WHAT YOU NEED TO DO
a) In the article on child vaccines in Rwanda, what was 8-month-old Elie diagnosed with at the Rutonde health clinic?
b) Pick up the article on child vaccines in Rwanda from the point where it stops and keep writing.

TEXT PROVIDED
╔══
RUTONDE/KIGALI, Rwanda (June 11, 2012) — With heavy breathing, fever and no appetite, 8-month-old Elie arrived at the Rutonde health clinic in rural Rwanda. There, he was diagnosed with pneumonia.
According to a new UNICEF report, pneumonia and diarrhea kill more than a million African children a year, a number that could be greatly reduced if the poorest children had access to vaccines as well as earlier and better treatment for these preventable diseases.
Now, after 24 hours on a drip, along with a course of antibiotics, Elie is on the road to recovery. His mother, Isimbi Xavaeie, who came on the advice of a community health worker, is relieved she does not need to take him to the district hospital. But she is anxious about the other son she has left at home.
Fortunately, fewer Rwandan children are ending up at the health center in need of the intensive treatment Elie received. With the pneumococcal conjugate vaccine, children are now better protected against pneumonia, meningitis and sepsis.
In 2009, Rwanda, with financing from the Global Vaccine Initiative and support from development partners, became one of the first countries in sub-Saharan Africa to introduce this new vaccine as part of an ambitious national plan to reduce child mortality.
In the past 20 years, Rwanda has built a formidable primary health care system that has reduced child mortality by almost half. According to the government’s figures, released in February 2012, under-five mortality has fallen from 152 deaths per 1,000 live births to 76 in 2010. Not only is Rwanda set to meet the Millennium Development Goal on reducing child mortality, but it may exceed it.
The success can, in part, be attributed to the country's ambitious roll-out of ten vaccines as part of its routine immunization services. These include the new rotavirus vaccine, which protects against diarrhea—a disease that accounts for about 1/5 of all childhood deaths in Rwanda. Launched by the Rwanda Ministry of Health just a week earlier, the rotavirus vaccine is now being rolled out across the country.
╚══
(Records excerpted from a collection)
╔══
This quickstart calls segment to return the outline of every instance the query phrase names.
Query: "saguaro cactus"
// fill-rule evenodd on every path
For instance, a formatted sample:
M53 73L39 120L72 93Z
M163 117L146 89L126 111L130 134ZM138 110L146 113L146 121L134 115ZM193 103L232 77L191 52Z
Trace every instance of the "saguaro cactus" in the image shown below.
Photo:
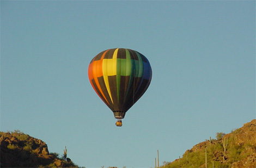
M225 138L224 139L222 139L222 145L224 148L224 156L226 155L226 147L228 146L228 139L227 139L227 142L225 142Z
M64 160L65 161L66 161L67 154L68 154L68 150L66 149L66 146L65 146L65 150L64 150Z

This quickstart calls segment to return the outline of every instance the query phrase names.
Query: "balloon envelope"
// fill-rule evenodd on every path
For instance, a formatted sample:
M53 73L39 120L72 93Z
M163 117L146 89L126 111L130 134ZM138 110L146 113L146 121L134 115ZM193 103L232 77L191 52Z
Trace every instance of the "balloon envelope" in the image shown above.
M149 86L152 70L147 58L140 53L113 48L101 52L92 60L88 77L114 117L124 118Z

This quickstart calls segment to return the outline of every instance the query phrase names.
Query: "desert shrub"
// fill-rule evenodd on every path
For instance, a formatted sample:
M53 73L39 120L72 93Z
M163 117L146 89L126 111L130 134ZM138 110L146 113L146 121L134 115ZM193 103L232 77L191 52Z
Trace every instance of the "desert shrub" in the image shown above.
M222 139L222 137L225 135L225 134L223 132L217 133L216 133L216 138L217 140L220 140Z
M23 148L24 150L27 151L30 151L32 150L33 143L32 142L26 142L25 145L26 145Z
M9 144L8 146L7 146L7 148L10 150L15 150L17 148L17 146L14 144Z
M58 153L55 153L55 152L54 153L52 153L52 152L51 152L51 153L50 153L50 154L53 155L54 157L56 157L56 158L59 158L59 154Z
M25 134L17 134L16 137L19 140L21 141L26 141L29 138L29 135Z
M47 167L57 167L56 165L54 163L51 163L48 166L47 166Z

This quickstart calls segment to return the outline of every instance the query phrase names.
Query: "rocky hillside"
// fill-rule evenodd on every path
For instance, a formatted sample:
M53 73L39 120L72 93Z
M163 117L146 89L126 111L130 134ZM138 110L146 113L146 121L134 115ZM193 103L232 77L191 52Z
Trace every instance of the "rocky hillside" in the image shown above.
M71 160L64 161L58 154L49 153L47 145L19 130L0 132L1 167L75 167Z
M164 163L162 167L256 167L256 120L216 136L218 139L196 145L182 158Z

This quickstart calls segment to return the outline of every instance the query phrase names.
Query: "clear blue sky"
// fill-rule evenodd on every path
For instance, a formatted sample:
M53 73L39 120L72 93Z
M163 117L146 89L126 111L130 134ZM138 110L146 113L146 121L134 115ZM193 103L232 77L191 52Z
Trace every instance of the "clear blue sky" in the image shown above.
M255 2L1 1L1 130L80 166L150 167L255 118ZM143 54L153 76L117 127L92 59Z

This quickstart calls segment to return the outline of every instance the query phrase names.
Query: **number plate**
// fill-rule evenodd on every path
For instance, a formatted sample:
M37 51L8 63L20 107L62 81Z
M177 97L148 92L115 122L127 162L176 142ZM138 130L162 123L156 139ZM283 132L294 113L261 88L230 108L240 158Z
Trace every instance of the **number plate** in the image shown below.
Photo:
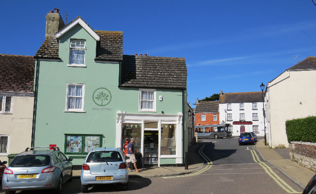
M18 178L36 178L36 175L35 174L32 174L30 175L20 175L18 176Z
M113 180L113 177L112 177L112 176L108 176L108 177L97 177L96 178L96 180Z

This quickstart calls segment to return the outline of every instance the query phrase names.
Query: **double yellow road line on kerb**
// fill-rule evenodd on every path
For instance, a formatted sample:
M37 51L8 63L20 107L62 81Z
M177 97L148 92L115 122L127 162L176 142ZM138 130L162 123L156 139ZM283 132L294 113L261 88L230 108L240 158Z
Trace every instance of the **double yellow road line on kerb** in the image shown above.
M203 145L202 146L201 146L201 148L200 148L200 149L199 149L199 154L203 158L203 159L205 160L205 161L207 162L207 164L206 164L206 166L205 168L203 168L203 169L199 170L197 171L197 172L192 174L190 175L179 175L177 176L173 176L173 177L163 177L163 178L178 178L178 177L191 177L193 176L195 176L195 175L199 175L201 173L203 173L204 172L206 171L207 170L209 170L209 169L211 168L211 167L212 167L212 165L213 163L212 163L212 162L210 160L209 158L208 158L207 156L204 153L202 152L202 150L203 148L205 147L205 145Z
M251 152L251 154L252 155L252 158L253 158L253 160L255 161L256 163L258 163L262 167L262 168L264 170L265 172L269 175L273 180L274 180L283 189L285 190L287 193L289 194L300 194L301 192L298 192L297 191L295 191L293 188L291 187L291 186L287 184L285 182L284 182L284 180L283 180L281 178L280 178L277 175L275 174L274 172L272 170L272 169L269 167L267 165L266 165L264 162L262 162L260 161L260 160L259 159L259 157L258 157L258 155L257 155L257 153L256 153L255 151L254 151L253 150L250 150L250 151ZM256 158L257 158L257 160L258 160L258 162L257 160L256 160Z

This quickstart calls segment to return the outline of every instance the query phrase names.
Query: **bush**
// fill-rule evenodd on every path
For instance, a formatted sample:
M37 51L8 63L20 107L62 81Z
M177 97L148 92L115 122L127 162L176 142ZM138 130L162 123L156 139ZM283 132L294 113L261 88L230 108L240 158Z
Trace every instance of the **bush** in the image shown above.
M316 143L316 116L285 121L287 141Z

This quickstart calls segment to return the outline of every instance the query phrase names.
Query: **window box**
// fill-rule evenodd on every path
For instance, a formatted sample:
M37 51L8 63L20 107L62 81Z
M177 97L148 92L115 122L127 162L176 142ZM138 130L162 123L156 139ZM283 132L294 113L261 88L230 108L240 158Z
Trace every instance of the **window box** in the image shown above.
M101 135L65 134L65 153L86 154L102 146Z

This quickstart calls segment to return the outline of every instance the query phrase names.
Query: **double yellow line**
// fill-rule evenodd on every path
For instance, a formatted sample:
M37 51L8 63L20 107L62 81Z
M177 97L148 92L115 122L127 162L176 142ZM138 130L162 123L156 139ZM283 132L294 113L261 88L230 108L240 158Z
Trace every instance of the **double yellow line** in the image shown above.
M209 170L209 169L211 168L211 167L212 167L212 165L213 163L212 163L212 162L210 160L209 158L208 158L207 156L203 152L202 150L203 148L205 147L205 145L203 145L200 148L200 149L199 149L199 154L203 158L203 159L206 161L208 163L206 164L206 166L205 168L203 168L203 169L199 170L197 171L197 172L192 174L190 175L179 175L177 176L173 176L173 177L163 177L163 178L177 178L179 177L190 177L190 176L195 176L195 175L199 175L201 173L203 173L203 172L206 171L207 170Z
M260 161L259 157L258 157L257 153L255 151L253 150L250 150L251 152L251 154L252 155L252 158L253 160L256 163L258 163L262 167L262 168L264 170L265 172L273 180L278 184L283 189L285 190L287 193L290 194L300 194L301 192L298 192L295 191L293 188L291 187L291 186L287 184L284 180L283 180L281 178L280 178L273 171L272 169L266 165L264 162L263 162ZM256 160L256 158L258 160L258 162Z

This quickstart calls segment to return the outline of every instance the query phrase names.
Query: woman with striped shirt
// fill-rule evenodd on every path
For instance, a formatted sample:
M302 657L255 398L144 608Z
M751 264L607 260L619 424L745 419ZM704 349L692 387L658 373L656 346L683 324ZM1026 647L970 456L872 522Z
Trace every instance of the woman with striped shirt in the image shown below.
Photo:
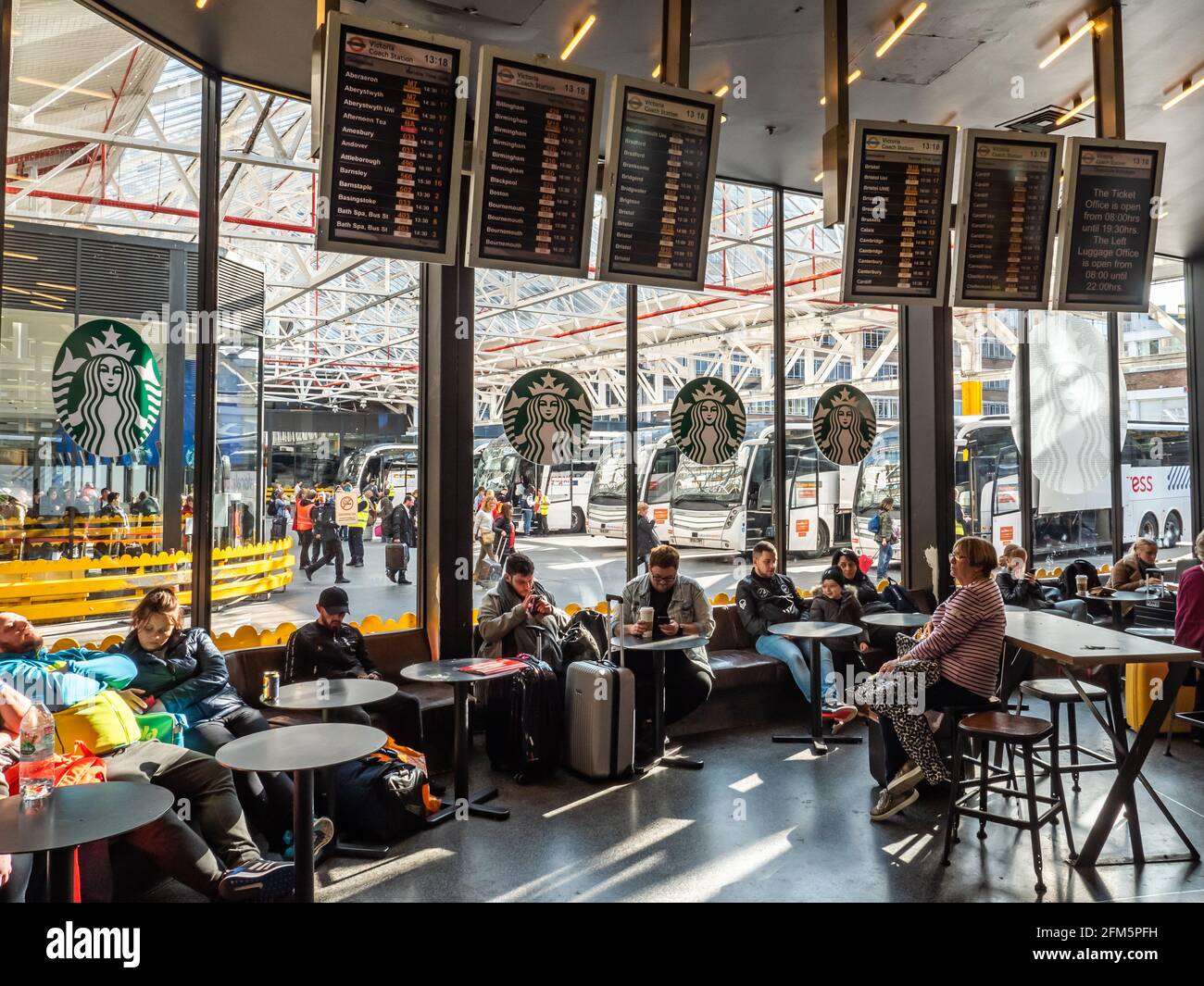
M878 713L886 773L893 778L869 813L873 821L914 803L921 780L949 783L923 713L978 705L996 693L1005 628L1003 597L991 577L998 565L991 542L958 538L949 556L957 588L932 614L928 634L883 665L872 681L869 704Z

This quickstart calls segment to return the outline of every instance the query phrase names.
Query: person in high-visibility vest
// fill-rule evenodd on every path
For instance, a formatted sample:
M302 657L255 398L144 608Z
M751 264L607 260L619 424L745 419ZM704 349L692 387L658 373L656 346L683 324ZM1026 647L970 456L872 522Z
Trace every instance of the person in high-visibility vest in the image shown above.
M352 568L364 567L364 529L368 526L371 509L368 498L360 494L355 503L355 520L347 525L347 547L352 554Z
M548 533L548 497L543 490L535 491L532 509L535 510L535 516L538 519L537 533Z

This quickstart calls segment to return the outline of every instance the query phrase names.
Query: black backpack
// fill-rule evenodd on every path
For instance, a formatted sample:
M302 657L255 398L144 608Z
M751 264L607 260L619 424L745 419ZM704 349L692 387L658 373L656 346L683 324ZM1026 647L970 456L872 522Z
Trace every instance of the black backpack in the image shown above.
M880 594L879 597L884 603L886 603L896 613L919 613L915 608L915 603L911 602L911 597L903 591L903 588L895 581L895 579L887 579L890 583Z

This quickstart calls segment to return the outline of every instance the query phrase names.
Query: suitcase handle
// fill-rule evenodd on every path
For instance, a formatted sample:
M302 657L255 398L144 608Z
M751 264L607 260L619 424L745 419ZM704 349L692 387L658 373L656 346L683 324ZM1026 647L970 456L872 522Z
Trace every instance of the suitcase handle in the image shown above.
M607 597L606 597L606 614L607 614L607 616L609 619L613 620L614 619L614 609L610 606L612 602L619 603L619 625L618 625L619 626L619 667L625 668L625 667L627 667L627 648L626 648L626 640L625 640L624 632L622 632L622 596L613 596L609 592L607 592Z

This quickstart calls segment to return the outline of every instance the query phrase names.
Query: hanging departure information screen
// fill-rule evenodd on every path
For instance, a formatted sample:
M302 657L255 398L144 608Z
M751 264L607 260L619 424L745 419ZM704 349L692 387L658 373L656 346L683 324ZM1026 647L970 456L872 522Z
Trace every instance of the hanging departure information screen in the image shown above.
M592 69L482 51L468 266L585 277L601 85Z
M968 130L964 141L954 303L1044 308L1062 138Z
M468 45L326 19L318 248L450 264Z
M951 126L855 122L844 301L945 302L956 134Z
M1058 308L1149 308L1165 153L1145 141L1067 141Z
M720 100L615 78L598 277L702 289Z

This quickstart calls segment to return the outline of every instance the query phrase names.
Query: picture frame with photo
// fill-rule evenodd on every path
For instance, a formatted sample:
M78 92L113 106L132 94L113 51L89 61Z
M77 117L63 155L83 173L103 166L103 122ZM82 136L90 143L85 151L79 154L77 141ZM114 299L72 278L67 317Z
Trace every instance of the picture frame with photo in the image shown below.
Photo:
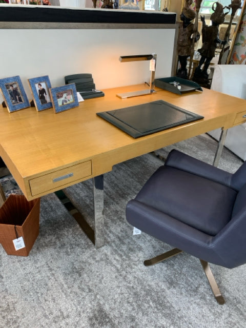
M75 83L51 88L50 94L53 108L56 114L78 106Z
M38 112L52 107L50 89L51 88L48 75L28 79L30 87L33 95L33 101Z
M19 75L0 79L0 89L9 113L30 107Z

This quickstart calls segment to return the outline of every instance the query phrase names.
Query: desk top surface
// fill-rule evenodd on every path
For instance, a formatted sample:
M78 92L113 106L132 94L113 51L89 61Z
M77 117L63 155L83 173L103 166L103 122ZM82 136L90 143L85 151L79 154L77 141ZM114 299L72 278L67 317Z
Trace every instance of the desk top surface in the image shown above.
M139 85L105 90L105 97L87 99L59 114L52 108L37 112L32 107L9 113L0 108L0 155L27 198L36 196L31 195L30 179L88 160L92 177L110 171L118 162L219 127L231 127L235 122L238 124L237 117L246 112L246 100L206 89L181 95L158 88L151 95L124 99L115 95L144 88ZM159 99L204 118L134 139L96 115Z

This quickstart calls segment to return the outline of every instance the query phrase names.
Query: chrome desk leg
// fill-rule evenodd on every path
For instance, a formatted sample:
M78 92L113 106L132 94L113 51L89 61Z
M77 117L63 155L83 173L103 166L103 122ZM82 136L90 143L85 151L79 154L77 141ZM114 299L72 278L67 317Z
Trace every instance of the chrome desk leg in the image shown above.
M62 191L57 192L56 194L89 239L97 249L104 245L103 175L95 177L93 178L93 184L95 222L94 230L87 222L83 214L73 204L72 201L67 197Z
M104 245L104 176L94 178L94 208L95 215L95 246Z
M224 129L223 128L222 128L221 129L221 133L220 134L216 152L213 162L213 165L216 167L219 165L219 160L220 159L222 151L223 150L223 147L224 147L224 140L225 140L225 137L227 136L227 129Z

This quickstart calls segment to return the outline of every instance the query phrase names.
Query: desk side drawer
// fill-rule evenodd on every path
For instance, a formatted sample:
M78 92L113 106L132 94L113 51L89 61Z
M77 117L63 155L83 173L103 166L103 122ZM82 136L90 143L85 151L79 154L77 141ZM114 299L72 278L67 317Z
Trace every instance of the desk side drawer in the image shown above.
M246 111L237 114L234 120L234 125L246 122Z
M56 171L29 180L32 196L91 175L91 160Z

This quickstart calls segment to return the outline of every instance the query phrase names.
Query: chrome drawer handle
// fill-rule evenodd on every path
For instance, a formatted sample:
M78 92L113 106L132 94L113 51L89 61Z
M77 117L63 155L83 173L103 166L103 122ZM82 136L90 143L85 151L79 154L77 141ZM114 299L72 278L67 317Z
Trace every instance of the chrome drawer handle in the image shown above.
╚══
OUTPUTS FOR THE TASKS
a) Pneumonia.

b)
“The introduction of the new vaccines, as well as the emphasis on strengthening the whole health system, as well as working intimately at the local level through the community health care centers, village committees and through district hospitals, has been a magic recipe for child survival,” explained UNICEF Representative in Rwanda Noala Skinner.
Bonheur Ukakjusuve, director at Rutonde Primary Health Centre, is proud of her country’s success in public health. “We now have more time to focus on investing in prevention and working with the community health workers to make sure they can more easily identify and treat the symptoms of these types of illnesses,” she said.
Across the country, there are 60,000 community health workers, four for each of the country’s 15,000 villages, all trained and equipped to deliver basic health care to the remotest homes and poorest families.
Monique Laminba has made the hour-long walk from her village to restock her supplies of basic medicines. She was elected six years ago by her village to serve as community health worker; she is now available 24 hours to help her neighbors when they are sick.
Moise, just two years old, has been sick with diarrhea. His mother came to see Laminba about his condition and now, a day later, she is making a house call to see if he is feeling better. She carefully mixes a packet of oral rehydration salts (ORS) with safe water and gets him to take slow sips. She also gives Moise’s mother zinc tablets to administer to Moise over the coming week. Zinc and ORS quickly rehydrate children and help them recover.
Laminba knows she and other health workers are having an impact. “We very rarely see a child now die in their home,” she said.